◆ **What the task requires**: Reproduce the following rows verbatim.

Extracted records:
■ ■ ■ ■ ■

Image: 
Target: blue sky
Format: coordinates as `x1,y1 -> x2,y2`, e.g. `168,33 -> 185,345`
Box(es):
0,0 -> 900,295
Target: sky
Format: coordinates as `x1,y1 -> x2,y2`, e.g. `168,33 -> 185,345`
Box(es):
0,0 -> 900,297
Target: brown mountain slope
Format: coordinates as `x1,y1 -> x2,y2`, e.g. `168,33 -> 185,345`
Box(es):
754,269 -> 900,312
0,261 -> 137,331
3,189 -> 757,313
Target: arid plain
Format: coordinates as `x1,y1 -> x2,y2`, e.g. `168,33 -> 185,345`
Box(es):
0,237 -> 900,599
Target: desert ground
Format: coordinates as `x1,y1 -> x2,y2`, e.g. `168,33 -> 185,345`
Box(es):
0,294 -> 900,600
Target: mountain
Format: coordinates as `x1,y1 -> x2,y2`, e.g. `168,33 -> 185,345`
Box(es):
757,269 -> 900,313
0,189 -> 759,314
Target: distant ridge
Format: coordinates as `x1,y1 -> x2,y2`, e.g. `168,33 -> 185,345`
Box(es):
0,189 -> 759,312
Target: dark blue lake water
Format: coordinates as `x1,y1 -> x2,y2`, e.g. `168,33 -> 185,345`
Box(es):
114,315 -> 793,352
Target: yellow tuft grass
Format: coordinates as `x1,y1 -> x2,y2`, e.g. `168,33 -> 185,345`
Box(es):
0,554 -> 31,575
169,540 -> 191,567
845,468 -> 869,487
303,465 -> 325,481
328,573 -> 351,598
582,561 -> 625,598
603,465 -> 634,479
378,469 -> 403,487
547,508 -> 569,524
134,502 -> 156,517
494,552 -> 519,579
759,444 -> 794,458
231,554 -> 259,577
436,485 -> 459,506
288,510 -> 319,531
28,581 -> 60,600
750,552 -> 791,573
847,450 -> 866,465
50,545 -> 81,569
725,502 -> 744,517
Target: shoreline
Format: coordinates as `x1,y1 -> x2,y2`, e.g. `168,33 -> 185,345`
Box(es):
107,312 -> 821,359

■ ■ ■ ■ ■

◆ **Written response**:
Image: 
Target: blue sky
Format: coordinates as `x1,y1 -> x2,y2`, e.g. `168,33 -> 185,345`
Box(es):
0,0 -> 900,295
Target: sky
Format: coordinates as `x1,y1 -> x2,y2`, e.g. `168,33 -> 185,345`
Box(es):
0,0 -> 900,297
Target: brown mountain slope
Format: coordinates as `x1,y1 -> x2,y2`, e.g. `168,33 -> 185,345`
Box(es):
754,269 -> 900,312
0,261 -> 137,331
3,189 -> 757,313
Target: arid plain
Format: coordinates as `x1,y1 -> x2,y2`, e.g. `168,33 -> 185,345`
Box(es):
0,237 -> 900,599
Target: desert ground
Format: coordinates as `x1,y1 -> x2,y2`, e.g. `168,33 -> 185,345`
Box(es):
0,294 -> 900,600
Target: mountain
Format: coordinates as `x1,y1 -> x2,y2`, e.g. `168,33 -> 185,345`
Box(es):
757,269 -> 900,313
0,189 -> 759,314
Target: distant ridge
Format: coordinates as `x1,y1 -> x2,y2`, e.g. `168,33 -> 185,345`
Box(es):
0,189 -> 759,312
Target: dark blue lake water
Format: coordinates as `x1,y1 -> x2,y2`, e.g. `168,33 -> 185,345`
Box(es):
114,315 -> 793,352
Target: yellow tuft grass
Format: coordinates as `x1,y1 -> x2,y2`, e.g. `168,33 -> 185,345`
Box(es):
0,554 -> 31,575
169,540 -> 191,567
845,468 -> 869,487
303,465 -> 325,481
328,573 -> 351,598
582,561 -> 625,598
603,465 -> 634,479
378,469 -> 403,487
547,508 -> 569,524
134,502 -> 156,517
494,552 -> 519,579
759,444 -> 794,458
231,554 -> 259,577
436,485 -> 459,506
288,510 -> 319,531
28,581 -> 60,600
750,552 -> 791,573
847,450 -> 866,465
50,545 -> 81,569
725,502 -> 744,517
Target: shoreline
Format: coordinates as `x1,y1 -> x2,y2`, e.g. `168,33 -> 185,345`
Box(es):
107,312 -> 821,359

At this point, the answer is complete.